### Description of the task
Reproduce word for word, from the entries below, the line with "Where can you spot the rabbit's body?", the line with "Where can you spot the lawn?", and every line between them, and nothing more.

Saved entries

┄┄┄┄┄┄┄┄┄┄

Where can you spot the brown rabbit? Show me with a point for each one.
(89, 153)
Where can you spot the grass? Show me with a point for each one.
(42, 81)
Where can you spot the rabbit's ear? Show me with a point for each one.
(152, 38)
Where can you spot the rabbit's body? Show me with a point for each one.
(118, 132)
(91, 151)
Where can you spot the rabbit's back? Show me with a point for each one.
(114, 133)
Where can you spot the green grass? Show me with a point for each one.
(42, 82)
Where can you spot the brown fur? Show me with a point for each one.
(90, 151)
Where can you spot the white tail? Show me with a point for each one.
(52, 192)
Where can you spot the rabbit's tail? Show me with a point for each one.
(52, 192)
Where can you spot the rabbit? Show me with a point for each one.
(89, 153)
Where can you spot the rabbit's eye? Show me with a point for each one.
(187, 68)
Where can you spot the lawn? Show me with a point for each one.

┄┄┄┄┄┄┄┄┄┄

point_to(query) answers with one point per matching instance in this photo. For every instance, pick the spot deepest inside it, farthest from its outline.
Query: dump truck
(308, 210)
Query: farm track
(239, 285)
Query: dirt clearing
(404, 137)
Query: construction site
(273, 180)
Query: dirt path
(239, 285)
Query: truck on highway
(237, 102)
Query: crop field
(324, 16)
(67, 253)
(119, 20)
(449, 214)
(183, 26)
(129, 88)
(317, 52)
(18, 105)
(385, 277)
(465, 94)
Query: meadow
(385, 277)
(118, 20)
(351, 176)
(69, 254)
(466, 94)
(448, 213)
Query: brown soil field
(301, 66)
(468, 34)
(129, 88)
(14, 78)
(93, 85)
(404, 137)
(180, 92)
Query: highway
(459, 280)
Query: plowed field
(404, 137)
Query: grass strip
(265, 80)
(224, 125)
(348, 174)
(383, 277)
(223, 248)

┄┄┄┄┄┄┄┄┄┄

### Response to this task
Where can you spot the rabbit's body? Show me with a point for each one.
(118, 132)
(91, 151)
Where can you spot the rabbit's back? Show me with a point for each one.
(114, 133)
Where can you spot the green grass? Show me with a point for each one.
(42, 82)
Where can you spot the brown fur? Show me with a point for each one.
(90, 151)
Where can you spot the white tail? Show me with a point for each one.
(52, 192)
Where can you spot the rabbit's tail? Show me with a point for each one.
(52, 192)
Where can you spot the rabbit? Show me with a point for each one.
(89, 153)
Where can you spot the rabbit's eye? Show me with a point for each one.
(187, 68)
Where can you spot the lawn? Show me with a point for each one.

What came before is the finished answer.